--- DOCUMENT PASSAGE ---
Threats to biodiversity

The conversion, degradation, and fragmentation of native habitats are widely recognised among ecologists as the principal causes of biotic impoverishment.8,9 The loss and fragmentation of native habitats caused by agricultural development and conversion of agricultural lands into urban sprawl are generally considered the most serious modern threats to the conservation of biodiversity.10 Habitat loss, habitat degradation and invasive alien species are considered the greatest threat specifically, but not exclusively, to plant species.5 Activities such as agriculture, infrastructure, housing and industrial development, amongst others, require land clearance, which causes habitat destruction, fragmentation, disturbance of ecosystems and species loss.11-14

Biodiversity targets

The Fifth World Parks Congress in Durban, South Africa, announced in September 2003 that the global network of protected areas then covered 11.5% of the planet's land surface. This surpassed the 10% target proposed a decade earlier, at the Caracas Congress, for 9 of 14 major terrestrial biomes.15 Rodrigues et al.15 recognised the challenges with setting such uniform targets based on percentage of area that, at that stage, had become deeply embedded into national and international conservation planning. Although politically expedient, the scientific basis and conservation value of these targets were being questioned.15

Modern conservation efforts have started setting conservation targets by incorporating biodiversity priority areas, rather than a 'blind' percentage of available land. When biodiversity priority areas are identified, biodiversity has to be measured, biodiversity goals have to be set and methods for implementing those goals have to be applied.16

Even though vast amounts of data are available on the processes needed to achieve biodiversity conservation targets, the knowledge is not translating into action and providing the necessary benefits to biodiversity conservation. This led us to hypothesise that correct implementation of the available data will indicate where conservation efforts should be focused to move closer to achieving targets for biodiversity conservation in the Grassland Biome. This should be done using a 'real-world' approach incorporating reality into the data. To investigate this hypothesis, we formulated three key objectives:

1. Identify focus areas for conservation in the Grassland Biome.

2. Apply filters and assumptions to identify a case study area.

3. Identify the most suitable polygon within the study area to be the target for conservation efforts.

 

Methods

Over the last 25 years, South Africa has gradually changed its approach to conservation planning, moving away from the ad hoc method and towards the aim of establishing a functional network of biodiversity protection. While the initial focus was on getting the policies and legislation in place, South Africa has also developed strategies and plans that support the policies and legislation for biodiversity management. The National Spatial Biodiversity Assessment, completed in 2004, provides a spatial picture of the location of threatened and under-protected ecosystems. This largely informed the National Biodiversity Strategy and Action Plan, which was finalised after comprehensive stakeholder participation, and sets out a comprehensive long-term strategy for the conservation and sustainable use of South Africa's biodiversity. The National Biodiversity Framework distils the thematic and spatial priority actions from the National Biodiversity Strategy and Action Plan and National Spatial Biodiversity Assessment for the 5-year period from 2008 to 2013.5

The methodology of this study was based on that recommended by Bourgeron et al.17 It required:

1. Delineating a set of land units from which candidate areas were selected. In this case the Grassland Biome was chosen and all 'land units' within it were considered candidate areas.
--- DATA SECTION ---
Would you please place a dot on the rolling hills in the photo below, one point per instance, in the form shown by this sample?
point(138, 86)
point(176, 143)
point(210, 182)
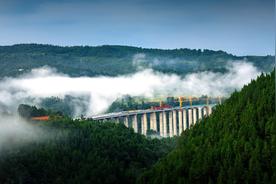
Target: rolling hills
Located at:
point(115, 60)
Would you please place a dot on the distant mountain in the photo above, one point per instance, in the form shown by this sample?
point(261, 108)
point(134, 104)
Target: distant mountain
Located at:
point(115, 60)
point(236, 144)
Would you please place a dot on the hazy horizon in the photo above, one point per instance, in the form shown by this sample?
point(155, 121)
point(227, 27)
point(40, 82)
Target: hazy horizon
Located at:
point(240, 27)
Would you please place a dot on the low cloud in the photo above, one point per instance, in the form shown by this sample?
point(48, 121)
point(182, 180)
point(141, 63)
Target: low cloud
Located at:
point(102, 91)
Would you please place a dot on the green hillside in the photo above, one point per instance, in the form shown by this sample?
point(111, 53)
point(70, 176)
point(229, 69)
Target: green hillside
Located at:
point(236, 144)
point(115, 60)
point(67, 151)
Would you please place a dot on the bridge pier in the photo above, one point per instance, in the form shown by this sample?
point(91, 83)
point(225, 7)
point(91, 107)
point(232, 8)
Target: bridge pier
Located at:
point(180, 121)
point(126, 121)
point(205, 111)
point(170, 124)
point(195, 115)
point(153, 121)
point(167, 122)
point(185, 122)
point(190, 117)
point(209, 110)
point(175, 122)
point(199, 113)
point(135, 123)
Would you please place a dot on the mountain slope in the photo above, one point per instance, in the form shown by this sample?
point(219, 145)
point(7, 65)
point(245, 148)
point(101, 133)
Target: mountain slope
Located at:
point(76, 151)
point(236, 144)
point(115, 60)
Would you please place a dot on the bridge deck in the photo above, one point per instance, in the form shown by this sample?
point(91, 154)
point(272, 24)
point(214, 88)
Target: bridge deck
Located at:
point(128, 113)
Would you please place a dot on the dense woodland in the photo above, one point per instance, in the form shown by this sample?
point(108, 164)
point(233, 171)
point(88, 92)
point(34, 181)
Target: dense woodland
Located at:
point(80, 151)
point(117, 60)
point(236, 144)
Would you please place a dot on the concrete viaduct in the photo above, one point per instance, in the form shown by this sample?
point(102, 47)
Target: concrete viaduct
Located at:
point(166, 122)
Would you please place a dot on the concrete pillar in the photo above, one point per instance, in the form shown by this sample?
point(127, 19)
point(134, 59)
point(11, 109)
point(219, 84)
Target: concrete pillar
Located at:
point(144, 124)
point(165, 123)
point(199, 113)
point(204, 111)
point(180, 121)
point(185, 126)
point(190, 117)
point(135, 123)
point(126, 121)
point(194, 115)
point(170, 123)
point(153, 121)
point(161, 124)
point(175, 122)
point(209, 110)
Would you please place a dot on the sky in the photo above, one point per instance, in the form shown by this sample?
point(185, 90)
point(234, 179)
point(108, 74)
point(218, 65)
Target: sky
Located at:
point(240, 27)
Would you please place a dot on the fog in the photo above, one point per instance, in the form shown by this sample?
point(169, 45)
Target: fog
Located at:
point(100, 92)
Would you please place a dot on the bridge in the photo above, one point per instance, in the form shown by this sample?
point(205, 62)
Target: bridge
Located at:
point(167, 122)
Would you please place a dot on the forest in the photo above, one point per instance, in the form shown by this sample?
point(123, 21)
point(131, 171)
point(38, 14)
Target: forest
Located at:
point(80, 151)
point(236, 144)
point(113, 60)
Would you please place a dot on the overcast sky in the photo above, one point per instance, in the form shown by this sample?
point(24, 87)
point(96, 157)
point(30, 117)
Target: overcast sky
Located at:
point(241, 27)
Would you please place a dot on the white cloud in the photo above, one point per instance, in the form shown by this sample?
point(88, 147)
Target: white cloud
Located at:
point(46, 82)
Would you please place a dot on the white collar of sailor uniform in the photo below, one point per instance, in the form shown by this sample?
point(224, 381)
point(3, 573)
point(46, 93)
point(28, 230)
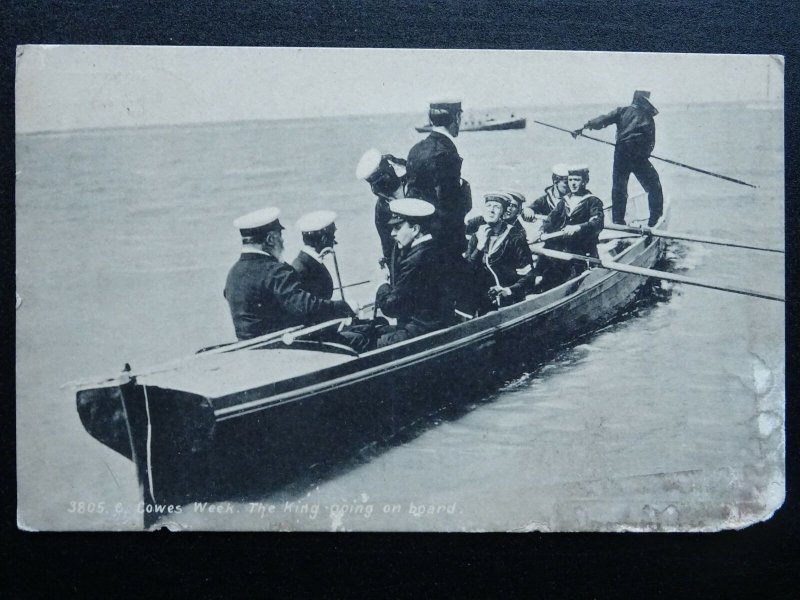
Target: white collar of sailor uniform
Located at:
point(312, 253)
point(444, 131)
point(420, 239)
point(573, 201)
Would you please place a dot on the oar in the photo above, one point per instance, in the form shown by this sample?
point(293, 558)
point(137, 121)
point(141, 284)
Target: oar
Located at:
point(256, 341)
point(672, 162)
point(614, 266)
point(689, 237)
point(338, 276)
point(289, 338)
point(354, 284)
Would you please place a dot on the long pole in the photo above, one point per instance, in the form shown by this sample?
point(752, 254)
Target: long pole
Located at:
point(338, 276)
point(614, 266)
point(689, 237)
point(666, 160)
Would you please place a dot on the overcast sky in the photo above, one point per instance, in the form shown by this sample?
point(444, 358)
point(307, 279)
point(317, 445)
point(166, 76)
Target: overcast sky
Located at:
point(68, 87)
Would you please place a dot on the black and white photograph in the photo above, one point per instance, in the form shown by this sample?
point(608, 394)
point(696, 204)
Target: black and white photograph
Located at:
point(403, 290)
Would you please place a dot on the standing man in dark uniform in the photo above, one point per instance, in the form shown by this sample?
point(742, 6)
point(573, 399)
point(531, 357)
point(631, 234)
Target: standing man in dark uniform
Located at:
point(319, 235)
point(433, 172)
point(376, 169)
point(579, 218)
point(263, 292)
point(636, 138)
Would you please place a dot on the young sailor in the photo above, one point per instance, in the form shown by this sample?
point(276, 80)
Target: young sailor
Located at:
point(579, 219)
point(500, 257)
point(545, 203)
point(319, 236)
point(636, 137)
point(263, 292)
point(376, 169)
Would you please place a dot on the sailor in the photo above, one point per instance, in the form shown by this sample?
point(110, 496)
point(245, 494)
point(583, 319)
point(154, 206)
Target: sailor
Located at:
point(417, 294)
point(433, 172)
point(377, 170)
point(511, 216)
point(636, 138)
point(579, 219)
point(319, 236)
point(552, 195)
point(263, 292)
point(500, 257)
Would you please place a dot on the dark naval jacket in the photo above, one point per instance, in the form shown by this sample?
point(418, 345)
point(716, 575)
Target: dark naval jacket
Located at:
point(418, 295)
point(433, 172)
point(635, 125)
point(588, 213)
point(264, 295)
point(314, 276)
point(509, 257)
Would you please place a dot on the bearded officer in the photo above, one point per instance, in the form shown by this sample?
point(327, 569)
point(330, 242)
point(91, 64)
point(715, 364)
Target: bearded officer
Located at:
point(263, 292)
point(579, 218)
point(433, 172)
point(636, 138)
point(377, 170)
point(319, 236)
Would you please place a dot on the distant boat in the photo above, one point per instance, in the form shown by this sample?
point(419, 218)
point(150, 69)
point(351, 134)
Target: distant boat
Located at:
point(488, 124)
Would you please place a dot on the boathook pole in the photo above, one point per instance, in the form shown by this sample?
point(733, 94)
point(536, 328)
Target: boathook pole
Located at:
point(614, 266)
point(689, 237)
point(666, 160)
point(338, 276)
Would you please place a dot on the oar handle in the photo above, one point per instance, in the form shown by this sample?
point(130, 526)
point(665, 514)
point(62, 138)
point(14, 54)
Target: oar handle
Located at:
point(290, 338)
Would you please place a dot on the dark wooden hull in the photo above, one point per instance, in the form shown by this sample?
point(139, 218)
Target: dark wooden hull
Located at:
point(188, 446)
point(484, 126)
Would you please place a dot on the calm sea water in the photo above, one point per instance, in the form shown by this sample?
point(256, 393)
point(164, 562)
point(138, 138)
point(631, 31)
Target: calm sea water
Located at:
point(671, 418)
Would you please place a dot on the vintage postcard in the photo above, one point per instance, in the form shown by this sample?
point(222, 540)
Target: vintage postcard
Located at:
point(309, 289)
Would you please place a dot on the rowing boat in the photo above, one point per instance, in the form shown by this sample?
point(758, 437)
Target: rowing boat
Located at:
point(214, 423)
point(490, 124)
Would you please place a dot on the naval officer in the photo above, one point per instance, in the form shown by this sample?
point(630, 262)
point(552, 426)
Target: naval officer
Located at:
point(377, 170)
point(319, 235)
point(263, 292)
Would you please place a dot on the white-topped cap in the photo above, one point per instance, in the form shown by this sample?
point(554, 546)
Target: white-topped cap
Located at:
point(405, 209)
point(262, 219)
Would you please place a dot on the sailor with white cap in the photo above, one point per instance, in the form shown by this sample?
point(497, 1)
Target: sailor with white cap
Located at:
point(417, 294)
point(552, 194)
point(319, 235)
point(377, 170)
point(579, 218)
point(433, 172)
point(636, 138)
point(263, 292)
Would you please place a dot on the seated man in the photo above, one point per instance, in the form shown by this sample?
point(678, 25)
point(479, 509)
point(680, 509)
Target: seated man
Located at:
point(545, 203)
point(500, 257)
point(319, 236)
point(377, 170)
point(511, 216)
point(263, 292)
point(418, 294)
point(579, 218)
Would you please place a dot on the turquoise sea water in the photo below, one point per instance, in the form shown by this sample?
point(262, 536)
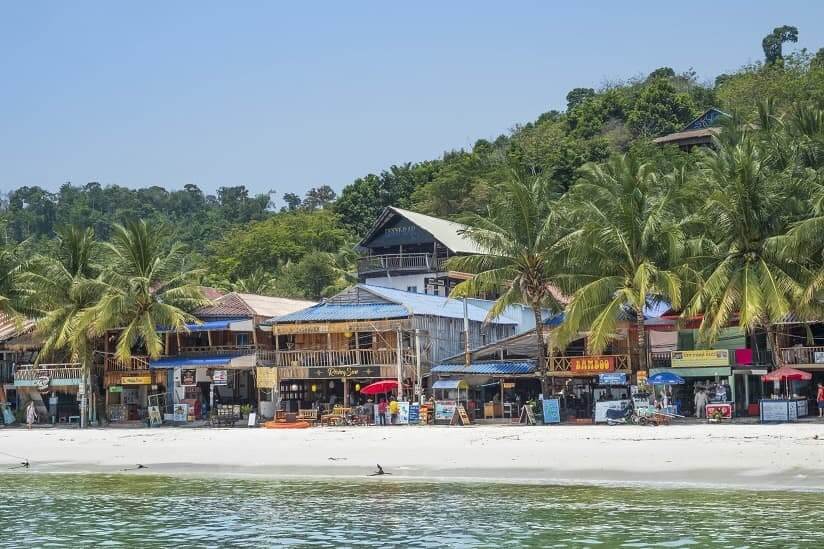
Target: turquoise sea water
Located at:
point(155, 511)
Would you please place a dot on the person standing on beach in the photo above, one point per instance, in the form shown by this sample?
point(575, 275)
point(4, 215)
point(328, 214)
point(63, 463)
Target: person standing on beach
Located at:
point(394, 408)
point(382, 412)
point(31, 414)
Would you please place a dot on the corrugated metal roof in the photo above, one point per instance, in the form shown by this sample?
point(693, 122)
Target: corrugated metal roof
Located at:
point(326, 312)
point(190, 362)
point(505, 367)
point(448, 233)
point(237, 305)
point(423, 304)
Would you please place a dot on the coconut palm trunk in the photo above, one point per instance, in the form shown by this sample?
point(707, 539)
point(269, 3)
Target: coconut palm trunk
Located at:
point(542, 366)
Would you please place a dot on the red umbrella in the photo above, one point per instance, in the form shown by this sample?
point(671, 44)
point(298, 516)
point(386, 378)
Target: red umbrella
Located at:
point(787, 373)
point(380, 387)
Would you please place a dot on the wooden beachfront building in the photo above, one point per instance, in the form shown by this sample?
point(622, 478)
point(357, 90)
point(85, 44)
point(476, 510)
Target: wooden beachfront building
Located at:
point(407, 251)
point(222, 346)
point(324, 354)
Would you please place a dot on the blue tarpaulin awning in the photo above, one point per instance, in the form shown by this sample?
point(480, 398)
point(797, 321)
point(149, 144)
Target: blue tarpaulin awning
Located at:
point(450, 384)
point(191, 362)
point(497, 368)
point(203, 326)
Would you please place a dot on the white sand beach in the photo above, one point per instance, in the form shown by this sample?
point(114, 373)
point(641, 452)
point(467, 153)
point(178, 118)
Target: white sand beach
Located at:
point(743, 456)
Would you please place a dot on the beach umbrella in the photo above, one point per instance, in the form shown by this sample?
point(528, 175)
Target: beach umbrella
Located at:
point(380, 387)
point(787, 374)
point(665, 378)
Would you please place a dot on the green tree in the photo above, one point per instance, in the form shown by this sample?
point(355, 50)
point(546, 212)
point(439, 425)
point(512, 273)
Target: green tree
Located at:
point(660, 109)
point(772, 43)
point(146, 285)
point(63, 287)
point(519, 234)
point(625, 252)
point(749, 271)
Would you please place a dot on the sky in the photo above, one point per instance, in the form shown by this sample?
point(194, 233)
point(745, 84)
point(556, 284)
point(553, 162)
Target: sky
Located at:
point(285, 96)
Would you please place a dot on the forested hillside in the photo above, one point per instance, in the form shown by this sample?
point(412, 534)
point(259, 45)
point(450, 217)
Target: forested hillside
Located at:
point(301, 246)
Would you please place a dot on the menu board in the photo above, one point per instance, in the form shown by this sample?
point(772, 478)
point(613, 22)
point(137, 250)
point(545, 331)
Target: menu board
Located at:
point(414, 413)
point(778, 410)
point(445, 410)
point(552, 410)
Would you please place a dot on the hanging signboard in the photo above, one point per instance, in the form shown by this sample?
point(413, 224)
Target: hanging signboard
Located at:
point(220, 377)
point(188, 377)
point(612, 378)
point(136, 380)
point(337, 372)
point(706, 357)
point(592, 364)
point(552, 410)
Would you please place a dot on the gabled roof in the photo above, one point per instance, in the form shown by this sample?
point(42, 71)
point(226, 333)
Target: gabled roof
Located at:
point(448, 233)
point(338, 312)
point(432, 305)
point(237, 305)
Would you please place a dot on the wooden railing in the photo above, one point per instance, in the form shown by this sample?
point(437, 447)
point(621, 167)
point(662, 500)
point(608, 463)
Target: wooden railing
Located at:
point(31, 372)
point(801, 355)
point(619, 363)
point(325, 358)
point(231, 350)
point(398, 262)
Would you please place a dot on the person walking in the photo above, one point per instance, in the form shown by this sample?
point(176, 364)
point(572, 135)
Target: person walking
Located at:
point(701, 404)
point(382, 412)
point(31, 414)
point(394, 408)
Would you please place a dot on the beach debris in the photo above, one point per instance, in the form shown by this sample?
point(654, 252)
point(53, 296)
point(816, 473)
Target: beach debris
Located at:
point(379, 472)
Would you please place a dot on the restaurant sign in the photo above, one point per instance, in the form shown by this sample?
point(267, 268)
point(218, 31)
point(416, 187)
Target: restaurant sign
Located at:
point(136, 380)
point(704, 357)
point(592, 364)
point(337, 372)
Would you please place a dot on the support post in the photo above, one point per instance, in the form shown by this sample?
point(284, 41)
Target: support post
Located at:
point(400, 365)
point(418, 377)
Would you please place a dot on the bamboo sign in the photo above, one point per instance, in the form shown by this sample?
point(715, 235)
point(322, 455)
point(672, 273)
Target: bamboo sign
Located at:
point(266, 377)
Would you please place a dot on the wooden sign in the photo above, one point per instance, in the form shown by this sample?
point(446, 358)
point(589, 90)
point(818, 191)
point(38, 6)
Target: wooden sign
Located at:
point(464, 417)
point(594, 364)
point(527, 416)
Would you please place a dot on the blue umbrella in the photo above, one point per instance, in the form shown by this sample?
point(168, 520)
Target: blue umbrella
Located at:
point(665, 378)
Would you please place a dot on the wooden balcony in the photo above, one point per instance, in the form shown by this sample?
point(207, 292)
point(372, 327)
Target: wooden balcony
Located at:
point(589, 365)
point(48, 374)
point(399, 263)
point(328, 358)
point(218, 350)
point(809, 357)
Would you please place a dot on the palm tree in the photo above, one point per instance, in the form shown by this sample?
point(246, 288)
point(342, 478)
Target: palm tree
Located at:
point(750, 270)
point(258, 282)
point(146, 285)
point(519, 234)
point(626, 251)
point(62, 287)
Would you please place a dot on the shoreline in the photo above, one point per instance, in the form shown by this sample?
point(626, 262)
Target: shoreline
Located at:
point(748, 457)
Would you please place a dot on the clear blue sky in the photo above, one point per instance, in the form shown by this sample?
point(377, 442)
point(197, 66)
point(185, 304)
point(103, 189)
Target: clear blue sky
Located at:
point(290, 95)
---
== YOUR TASKS ==
**A.** According to the biodiversity conservation passage, what share of the planet's land surface did the global network of protected areas cover when the Fifth World Parks Congress reported in September 2003?
**B.** Pick up the biodiversity conservation passage after its final sentence and carry it forward.
The entries have nothing to do with the biodiversity conservation passage.

== RESPONSES IN ORDER ==
**A.** 11.5% of the planet's land surface.

**B.**
2. Determining the suitability of these land units for conservation based on their ecological conditions. This was done by relying on the data that were collected and represented in the various available regional, provincial and municipal biodiversity conservation plans.

3. Selecting land units for inclusion in a conservation network. Many different iterations of selections were run according to the selection criteria described below to reach one primary target area.

Identify focus areas for conservation in the Grassland Biome

The available data sets on biodiversity at national, provincial and municipal scales were acquired from the South African National Biodiversity Institute (SANBi) Biodiversity Geographic Information Systems (BGIS) database or the provincial governments directly in the form of shapefiles. A full list of all the data sets incorporated can be obtained on request.

All the shapefiles were incorporated into ArcGIS 10.1 (hereafter referred to as GIS (Geographic Information Systems)) and a stepwise procedure was followed to run iterations to identify potential focus areas. The steps are described in order below.

The 'Grassland Biome' shapefile was isolated by importing the 'vegm2006 Biomes' shapefile as issued by Mucina and Rutherford18 and extracting all the polygons that had the 'Grassland Biome' attribute. All the provincial data sets were then clipped (using the Geoprocessing/ Clip tool in GIS) to the 'Grassland Biome' shapefile to select those polygons from all the shapefiles that fell within the Grassland Biome. The Grassland Biome outline was then dissolved to provide contiguous areas where applicable (using the Geoprocessing/Dissolve tool in GIS).

The individual provinces used different classification systems to attribute a biodiversity conservation value to the provincial polygons. All the categories used can be provided on request. All the categories from the provincial databases that related to protected areas were extracted per province. This extraction was done by selecting, by attribute, the relevant category in each of the provincial shapefiles and exporting these data to create a 'Protected Area' shapefile for each province. All of these shapefiles were then combined (using the Geoprocessing/Merge tool in GIS) with the 'SANBI Protected Areas' shapefile to create a 'Combined Protected Areas' shapefile. The categories in each province that related to Critical Biodiversity Areas (CBA), regardless of the subcategory (excluding protected areas), were then selected (using 'Select by category' in GIS) and exported to create a CBA shapefile for each province. These shapefiles were then combined (using the Geoprocessing/Merge tool in GIS) to form a CBA shapefile for the Grassland Biome. The categories in each province that related to Irreplaceable Critical Biodiversity Areas, were then selected (using 'Select by category' in GIS) and exported to create a 'CBA-Irreplaceable' shapefile for each province. These shapefiles were then combined (using the Geoprocessing/Merge tool in GIS) to form a 'CBA-Irreplaceable' shapefile for the Grassland Biome. The CBA-Irreplaceable shapefiles were dissolved to create contiguous areas where possible.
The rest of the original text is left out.